→ **EXTRACT PROVIDED**:
+-------+

Improving the 4PC Ratings Algorithm: A plausible crowd-sourced project?

Sort:
kevinkirkpat

In the (pinned) thread on 4PC ratings:

 

VAOhlman wrote:

All in all I think a good discussion is in order while the current system continues. However would it be possible to code in another system as well and compare how well it predicts the games? Not use it for matching, but just for seeing if it is a better predictor. Because, in the long run, that is what we are looking for, no? A system that can fairly accurately predict how player one will do against player two.

 

This got me wondering: could we evaluate different ideas for rating functions more empirically?  I believe so... but doing so would require a lot of elbow grease.  To that end, I wondered if the chess.com team might be willing to tackle this in a crowd-sourced fashion:

  • Chess.com could do nothing more than publish[*] a large sample of historic game results (HUGE sticking point here: this entire idea hinges on the hope that chess.com actually retains records of historic game results),
  • members of the community could use that data to develop/optimize a new 4PC algorithm,
  • and chess.com could make a decision on how (or whether) it made sense to use it.

 

[*] The data dump could be as simple as a downloadable csv (comma-separated-value) file, limited to:

GAME_ID,RED_USERNAME,RED_SCORE,GREEN_USERNAME,GREEN_SCORE,BLUE_USERNAME,BLUE_SCORE,YELLOW_USERNAME,YELLOW_SCORE

(and if there are privacy concerns, perhaps just psuedo-anonymous PLAYER_ID numbers could be substituted for USERNAME)

 

The goal would be to encode different algorithms into functions that:

  • Took 12 input parameters describing each completed game (red's starting rating, a running count of red's rated games, red's final score; same for blue, yellow, and green)
  • Returned 4 output parameters: red's new rating, blue's new rating, yellow's new rating, and green's new rating,

... and assess the various algorithms for accuracy.  Assessment might be along the lines of:

1) Run the function against a training data set of games (i.e. first 90% of games) to compute each player's "training-data" rating.

2) Use the training-data ratings to predict results (player finishing order) of the last 10% of games.

3) Score those predictions (per game) by evaluating each game as six 2-player match-ups:

  • If there's a big gap between the two players' ratings (e.g. over 200 difference), then +2 for a correct prediction (1400 player finishes better than 1100 player) and -2 for an incorrect prediction (1500 player finishes worse than 1200 player).
  • If it's a medium-sized gap (between 50 and 200) then +1 for correct prediction and -1 for failed prediction
  • Ignore match-ups with small rating gaps (less than 50); reward +0 regardless of outcome.

Whichever function yields the highest average accuracy-score-per-game (for all of the 10% testing data) would be considered the "more accurate" function.

+-------+

→ **WRITTEN TASKS**:
a) Can you reproduce, word for word, the part of the 4PC ratings thread that opens with the words containing "3) Score those" and closes with "than 1200 player)."?
b) Would you carry on the 4PC ratings thread from the point where it stops?

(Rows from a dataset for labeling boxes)

+-------+

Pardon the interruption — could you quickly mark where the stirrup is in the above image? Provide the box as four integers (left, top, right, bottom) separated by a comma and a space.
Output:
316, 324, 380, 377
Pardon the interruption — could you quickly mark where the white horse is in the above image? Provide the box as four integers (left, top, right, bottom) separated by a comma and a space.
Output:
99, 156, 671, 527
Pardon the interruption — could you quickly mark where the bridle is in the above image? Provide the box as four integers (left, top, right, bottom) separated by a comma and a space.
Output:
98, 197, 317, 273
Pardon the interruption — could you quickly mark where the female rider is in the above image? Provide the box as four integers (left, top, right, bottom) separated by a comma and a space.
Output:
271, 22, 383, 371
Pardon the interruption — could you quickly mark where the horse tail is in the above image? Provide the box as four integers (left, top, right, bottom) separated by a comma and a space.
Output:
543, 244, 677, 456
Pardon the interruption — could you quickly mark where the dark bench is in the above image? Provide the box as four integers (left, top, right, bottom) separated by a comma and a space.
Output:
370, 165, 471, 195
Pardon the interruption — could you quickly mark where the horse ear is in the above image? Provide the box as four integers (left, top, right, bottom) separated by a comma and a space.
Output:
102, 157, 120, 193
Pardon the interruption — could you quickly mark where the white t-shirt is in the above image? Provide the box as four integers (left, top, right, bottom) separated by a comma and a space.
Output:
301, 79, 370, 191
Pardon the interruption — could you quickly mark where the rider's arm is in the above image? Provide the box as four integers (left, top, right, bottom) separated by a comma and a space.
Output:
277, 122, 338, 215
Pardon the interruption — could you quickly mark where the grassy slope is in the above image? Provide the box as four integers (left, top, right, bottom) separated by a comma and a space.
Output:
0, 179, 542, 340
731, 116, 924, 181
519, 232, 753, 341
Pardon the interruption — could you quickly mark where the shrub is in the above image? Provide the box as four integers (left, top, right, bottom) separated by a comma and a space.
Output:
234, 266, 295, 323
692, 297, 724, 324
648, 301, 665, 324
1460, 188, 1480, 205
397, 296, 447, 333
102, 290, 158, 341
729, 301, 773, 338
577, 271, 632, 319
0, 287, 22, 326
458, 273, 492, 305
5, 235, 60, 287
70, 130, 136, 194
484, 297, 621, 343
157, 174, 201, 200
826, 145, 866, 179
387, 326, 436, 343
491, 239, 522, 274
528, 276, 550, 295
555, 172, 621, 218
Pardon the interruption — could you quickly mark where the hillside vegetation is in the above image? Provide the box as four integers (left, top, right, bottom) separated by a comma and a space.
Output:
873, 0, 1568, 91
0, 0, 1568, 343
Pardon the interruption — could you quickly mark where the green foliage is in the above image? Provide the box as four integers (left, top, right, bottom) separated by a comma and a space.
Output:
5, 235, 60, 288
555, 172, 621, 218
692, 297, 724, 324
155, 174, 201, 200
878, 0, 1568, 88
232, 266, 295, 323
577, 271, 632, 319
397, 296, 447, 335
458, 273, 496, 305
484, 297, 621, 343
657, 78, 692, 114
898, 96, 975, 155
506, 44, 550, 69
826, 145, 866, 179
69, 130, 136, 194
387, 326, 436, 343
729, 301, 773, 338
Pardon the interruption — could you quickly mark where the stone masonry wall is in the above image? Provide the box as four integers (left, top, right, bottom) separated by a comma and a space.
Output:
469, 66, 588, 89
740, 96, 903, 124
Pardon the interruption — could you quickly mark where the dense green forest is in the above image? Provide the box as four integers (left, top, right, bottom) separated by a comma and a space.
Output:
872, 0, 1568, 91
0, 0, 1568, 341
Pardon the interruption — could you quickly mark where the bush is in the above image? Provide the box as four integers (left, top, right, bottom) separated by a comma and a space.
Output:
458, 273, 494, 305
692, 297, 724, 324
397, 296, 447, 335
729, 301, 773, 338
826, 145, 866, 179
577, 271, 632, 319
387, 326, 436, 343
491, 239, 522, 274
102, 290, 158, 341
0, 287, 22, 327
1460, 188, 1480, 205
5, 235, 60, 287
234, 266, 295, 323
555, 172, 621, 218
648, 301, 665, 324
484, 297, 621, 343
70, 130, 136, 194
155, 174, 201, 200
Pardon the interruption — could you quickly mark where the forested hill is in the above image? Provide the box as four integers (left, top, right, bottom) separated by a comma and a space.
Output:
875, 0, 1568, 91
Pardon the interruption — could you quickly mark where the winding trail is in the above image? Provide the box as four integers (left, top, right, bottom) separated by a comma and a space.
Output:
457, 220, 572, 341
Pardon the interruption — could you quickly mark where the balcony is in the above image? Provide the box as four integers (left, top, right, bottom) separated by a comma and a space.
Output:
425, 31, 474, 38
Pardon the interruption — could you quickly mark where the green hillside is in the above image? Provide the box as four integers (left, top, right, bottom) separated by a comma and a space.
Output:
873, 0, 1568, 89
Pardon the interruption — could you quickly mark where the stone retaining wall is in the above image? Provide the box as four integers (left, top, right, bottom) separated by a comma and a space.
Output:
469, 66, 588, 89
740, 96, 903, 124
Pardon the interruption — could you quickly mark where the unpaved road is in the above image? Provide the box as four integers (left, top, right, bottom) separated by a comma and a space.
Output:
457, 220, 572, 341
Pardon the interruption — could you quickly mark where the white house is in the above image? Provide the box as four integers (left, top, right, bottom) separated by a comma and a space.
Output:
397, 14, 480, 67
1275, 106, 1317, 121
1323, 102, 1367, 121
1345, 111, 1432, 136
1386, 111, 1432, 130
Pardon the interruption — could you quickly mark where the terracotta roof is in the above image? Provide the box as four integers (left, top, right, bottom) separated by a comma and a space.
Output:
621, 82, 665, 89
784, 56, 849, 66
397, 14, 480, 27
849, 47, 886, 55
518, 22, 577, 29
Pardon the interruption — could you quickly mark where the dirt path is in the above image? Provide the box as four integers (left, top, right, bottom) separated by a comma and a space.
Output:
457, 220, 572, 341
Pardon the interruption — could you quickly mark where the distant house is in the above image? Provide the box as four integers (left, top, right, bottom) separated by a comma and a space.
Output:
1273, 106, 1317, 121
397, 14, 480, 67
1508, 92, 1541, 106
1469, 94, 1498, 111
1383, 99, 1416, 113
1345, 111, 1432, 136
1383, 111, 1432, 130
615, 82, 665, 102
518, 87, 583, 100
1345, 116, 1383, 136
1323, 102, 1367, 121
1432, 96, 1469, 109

+-------+

→ **OUTPUTS BY TASK**:
a)
3) Score those predictions (per game) by evaluating each game as six 2-player match-ups:

  • If there's a big gap between the two players' ratings (e.g. over 200 difference), then +2 for a correct prediction (1400 player finishes better than 1100 player) and -2 for an incorrect prediction (1500 player finishes worse than 1200 player).

b)
Some "sanity" guidelines should also be in play:

1) The logic should be sensible and (relatively) easily explained.  While the function may entail a lot of nuanced adjustments (perhaps accounting for things like relative ratings, score differentials, and positional aspects of the game), players should still have a basic sense of how their ratings should change based on the outcome of each game.  In particular, the player who finishes first should always experience an increase in rating and the 4th place player should always have a drop in rating.

2) Each game should be zero-sum: no net gain (or loss) of rating points among 4 players of a game.

3) The function should be expressible using standard arithmetical functions and simple if-then-else constructs (i.e. no fancy libraries; easily portable to any language) 

4) The function should be deterministic (same inputs => same outputs) and exhibit "smooth" behavior (small changes in inputs should result in minor deviations in output) 

5) The function should be self-correcting.  If a single player has a rating of 1500 after starting at 1200 and playing 50 games; it should be possible to start that same player at 2200 and still wind up with a rating of ~1500 after the same 50 games.

 

Otherwise, there should be no restrictions on the logic and, IMO, there are a lot of ideas worth exploring (and vetting these possibilities is where the crowd-sourcing idea really seems to "fit") 

  • It may be that the rating of the player opposite is vitally important in deciding how strong a player is.  Perhaps a function should give more "street cred" to a player who wins against two adjacent 1400-rated opponents while opposite a 1200 player, than to a player who wins against two adjacent 1400 players while opposite a 1600 player.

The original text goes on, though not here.